▼▼▼

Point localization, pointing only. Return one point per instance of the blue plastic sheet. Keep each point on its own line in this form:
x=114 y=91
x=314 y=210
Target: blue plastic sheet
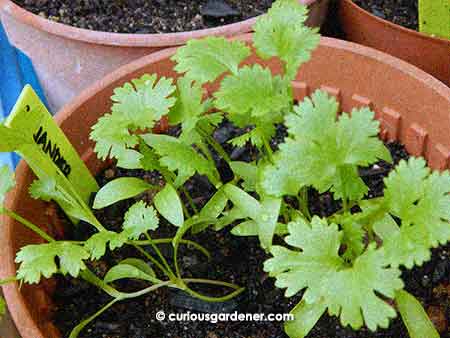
x=16 y=70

▲▲▲

▶ _SET EXERCISE_: Reproduce the lines of the items with "blue" switched to "green" everywhere and nothing else altered. Leave out the pictures.

▶ _EXERCISE SOLUTION_:
Point localization, pointing only. Return one point per instance of the green plastic sheet. Keep each point on its own line in this form:
x=114 y=91
x=314 y=210
Target: green plastic sheet
x=16 y=70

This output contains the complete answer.